Exercise aim: Find the line with "Indicate a point on each instance of the airplane tire, one" in the entries below. Repeat it, every following line, and the line with "x=112, y=257", exactly and with nothing added.

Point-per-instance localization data
· · · · ·
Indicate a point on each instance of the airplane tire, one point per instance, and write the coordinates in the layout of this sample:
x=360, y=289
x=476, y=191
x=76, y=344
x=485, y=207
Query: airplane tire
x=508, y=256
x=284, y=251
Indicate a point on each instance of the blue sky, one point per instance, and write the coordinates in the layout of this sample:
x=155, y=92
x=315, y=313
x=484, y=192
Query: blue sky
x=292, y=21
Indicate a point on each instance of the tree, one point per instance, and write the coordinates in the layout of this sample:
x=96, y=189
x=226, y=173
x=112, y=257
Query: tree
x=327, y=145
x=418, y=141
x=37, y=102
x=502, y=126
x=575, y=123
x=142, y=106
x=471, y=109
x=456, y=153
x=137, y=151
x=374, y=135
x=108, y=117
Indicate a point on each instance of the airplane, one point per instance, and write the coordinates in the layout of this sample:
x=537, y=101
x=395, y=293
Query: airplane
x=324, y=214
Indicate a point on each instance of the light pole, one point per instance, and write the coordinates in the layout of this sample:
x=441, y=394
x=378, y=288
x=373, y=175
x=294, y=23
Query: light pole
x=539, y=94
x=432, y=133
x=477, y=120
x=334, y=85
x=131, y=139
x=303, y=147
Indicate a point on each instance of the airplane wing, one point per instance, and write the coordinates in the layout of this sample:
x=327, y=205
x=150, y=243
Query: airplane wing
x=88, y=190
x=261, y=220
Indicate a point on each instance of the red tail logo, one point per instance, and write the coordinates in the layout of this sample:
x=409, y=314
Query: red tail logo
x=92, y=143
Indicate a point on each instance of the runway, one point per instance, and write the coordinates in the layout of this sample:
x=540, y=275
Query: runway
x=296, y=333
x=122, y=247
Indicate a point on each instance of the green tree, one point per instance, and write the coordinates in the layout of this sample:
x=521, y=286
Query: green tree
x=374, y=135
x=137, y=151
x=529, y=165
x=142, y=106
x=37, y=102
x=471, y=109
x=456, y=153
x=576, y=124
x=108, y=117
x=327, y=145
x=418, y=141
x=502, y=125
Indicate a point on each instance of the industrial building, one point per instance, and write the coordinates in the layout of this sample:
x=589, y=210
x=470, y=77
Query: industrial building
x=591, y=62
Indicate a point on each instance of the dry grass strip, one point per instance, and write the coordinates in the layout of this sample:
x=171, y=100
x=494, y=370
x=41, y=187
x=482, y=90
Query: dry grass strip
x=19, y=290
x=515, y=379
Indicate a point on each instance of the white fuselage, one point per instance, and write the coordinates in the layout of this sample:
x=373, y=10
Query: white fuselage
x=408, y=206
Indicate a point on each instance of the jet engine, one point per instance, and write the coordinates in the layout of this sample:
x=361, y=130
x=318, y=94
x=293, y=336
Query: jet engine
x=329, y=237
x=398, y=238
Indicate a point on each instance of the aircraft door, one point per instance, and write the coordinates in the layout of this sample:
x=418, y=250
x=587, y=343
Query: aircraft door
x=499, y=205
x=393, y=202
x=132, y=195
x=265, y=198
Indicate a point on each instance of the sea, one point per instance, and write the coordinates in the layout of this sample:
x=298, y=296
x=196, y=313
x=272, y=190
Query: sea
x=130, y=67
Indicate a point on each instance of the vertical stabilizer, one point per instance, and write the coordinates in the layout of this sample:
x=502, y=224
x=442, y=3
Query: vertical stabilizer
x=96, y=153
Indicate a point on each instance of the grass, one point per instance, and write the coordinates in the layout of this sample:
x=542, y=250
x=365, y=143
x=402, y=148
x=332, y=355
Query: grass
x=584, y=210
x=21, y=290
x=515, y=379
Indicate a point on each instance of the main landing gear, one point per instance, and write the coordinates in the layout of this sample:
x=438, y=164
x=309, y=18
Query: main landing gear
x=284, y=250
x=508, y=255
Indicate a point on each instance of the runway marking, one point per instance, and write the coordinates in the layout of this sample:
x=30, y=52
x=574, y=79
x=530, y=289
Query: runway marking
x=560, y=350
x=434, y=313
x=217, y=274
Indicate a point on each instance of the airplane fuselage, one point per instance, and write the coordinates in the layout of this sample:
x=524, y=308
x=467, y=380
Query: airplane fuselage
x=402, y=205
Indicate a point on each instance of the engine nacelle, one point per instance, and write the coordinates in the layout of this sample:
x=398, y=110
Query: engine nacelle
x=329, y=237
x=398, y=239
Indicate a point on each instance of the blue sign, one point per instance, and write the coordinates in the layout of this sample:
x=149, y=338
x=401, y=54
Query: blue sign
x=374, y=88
· · · · ·
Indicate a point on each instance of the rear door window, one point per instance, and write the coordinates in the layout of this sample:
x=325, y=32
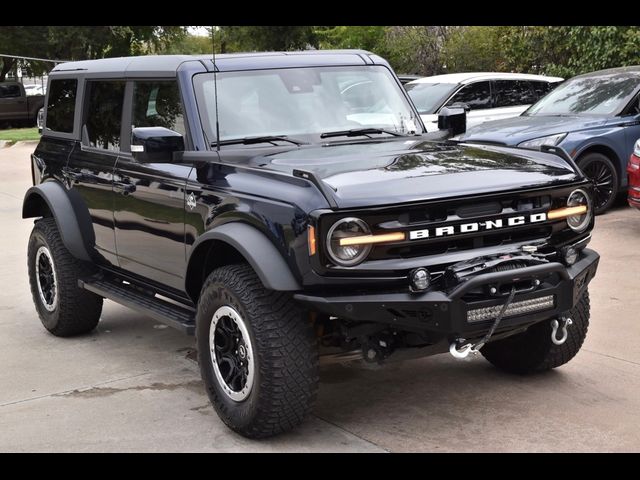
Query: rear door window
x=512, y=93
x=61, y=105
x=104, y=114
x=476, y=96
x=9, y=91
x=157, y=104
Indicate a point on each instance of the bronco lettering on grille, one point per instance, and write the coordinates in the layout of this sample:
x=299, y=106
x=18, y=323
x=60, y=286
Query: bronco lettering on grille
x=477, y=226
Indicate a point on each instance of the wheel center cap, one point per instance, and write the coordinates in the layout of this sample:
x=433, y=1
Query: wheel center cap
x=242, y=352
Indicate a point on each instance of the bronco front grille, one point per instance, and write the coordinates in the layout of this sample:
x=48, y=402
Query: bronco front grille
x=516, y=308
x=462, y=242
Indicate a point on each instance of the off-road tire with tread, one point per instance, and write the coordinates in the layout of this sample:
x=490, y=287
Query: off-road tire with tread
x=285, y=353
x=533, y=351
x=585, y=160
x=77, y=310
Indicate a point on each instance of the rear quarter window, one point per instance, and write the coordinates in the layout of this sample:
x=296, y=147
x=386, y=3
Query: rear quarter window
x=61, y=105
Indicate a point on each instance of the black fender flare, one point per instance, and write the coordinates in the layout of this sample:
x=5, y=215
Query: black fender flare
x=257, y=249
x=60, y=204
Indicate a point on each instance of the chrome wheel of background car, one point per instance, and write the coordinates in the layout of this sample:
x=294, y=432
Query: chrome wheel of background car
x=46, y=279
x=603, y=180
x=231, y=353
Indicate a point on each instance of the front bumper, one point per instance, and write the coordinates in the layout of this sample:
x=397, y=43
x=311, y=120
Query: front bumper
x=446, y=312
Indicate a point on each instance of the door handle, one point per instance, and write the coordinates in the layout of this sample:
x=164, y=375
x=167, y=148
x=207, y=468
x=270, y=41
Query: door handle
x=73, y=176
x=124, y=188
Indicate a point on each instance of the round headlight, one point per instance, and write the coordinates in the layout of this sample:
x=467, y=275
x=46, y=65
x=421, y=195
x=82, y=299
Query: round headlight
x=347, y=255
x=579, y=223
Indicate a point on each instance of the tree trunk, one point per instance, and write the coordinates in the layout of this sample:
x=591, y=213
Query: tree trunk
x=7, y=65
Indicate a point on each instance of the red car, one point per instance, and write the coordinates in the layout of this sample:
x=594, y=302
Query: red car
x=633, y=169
· · · · ·
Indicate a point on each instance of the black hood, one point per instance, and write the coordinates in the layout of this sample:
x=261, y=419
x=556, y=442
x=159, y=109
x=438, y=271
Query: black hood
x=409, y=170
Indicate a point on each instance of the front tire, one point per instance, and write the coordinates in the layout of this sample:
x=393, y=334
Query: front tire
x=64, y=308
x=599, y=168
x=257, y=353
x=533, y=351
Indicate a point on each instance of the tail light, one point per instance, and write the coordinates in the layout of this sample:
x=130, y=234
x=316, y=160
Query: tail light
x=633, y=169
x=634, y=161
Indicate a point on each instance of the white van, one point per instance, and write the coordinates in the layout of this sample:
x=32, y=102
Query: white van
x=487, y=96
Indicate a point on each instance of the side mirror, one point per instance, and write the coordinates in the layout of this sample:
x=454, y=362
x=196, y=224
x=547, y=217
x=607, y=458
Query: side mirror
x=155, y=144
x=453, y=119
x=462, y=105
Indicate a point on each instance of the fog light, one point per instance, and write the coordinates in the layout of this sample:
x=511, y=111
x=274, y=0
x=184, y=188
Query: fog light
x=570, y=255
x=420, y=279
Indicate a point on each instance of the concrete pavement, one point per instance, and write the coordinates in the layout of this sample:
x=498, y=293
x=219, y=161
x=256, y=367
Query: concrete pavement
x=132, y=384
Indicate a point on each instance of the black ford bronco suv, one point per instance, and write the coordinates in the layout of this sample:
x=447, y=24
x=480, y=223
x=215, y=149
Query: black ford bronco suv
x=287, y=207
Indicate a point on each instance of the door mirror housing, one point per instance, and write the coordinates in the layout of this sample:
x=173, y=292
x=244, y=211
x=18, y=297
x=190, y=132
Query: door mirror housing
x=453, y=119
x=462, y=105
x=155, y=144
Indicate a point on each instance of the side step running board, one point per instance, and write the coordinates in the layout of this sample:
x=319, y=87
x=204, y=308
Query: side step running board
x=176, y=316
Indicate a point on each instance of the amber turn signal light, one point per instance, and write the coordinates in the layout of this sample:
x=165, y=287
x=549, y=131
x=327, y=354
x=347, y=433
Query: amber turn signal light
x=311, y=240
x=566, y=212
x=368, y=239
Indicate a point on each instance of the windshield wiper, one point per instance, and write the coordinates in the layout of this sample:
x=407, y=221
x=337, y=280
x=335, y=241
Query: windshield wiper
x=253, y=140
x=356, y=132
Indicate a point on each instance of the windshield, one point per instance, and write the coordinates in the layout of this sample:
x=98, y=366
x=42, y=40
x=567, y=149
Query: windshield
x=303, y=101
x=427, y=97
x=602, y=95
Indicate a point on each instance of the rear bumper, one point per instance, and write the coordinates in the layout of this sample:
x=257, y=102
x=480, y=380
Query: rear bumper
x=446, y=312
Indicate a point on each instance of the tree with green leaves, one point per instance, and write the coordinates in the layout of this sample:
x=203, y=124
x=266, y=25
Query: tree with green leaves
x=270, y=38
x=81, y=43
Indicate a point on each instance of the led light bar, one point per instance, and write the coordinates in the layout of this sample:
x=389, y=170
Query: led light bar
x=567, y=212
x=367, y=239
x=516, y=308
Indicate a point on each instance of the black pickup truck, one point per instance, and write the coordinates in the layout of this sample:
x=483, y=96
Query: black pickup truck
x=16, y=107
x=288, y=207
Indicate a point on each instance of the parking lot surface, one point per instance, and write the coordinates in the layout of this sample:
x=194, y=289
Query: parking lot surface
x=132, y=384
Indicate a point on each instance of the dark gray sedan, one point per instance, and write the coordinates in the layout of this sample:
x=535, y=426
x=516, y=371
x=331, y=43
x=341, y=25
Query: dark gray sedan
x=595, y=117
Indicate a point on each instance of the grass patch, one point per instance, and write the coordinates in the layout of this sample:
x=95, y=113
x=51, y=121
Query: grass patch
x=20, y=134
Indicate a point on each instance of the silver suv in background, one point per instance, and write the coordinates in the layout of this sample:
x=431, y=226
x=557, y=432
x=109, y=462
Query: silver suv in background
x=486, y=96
· · · · ·
Finished exercise:
Indicate a point on each instance of the airplane tire, one point per instance, and write the coordinates in the layout of this sample:
x=360, y=289
x=476, y=191
x=76, y=344
x=485, y=207
Query: airplane tire
x=508, y=256
x=284, y=251
Indicate a point on each instance of the blue sky, one point per instance, and write the coordinates in the layout of this sample:
x=155, y=92
x=315, y=313
x=484, y=192
Query: blue sky
x=292, y=21
Indicate a point on each instance of the tree, one point per instance, and write the coordinates in the layout of this sample:
x=96, y=189
x=226, y=173
x=112, y=257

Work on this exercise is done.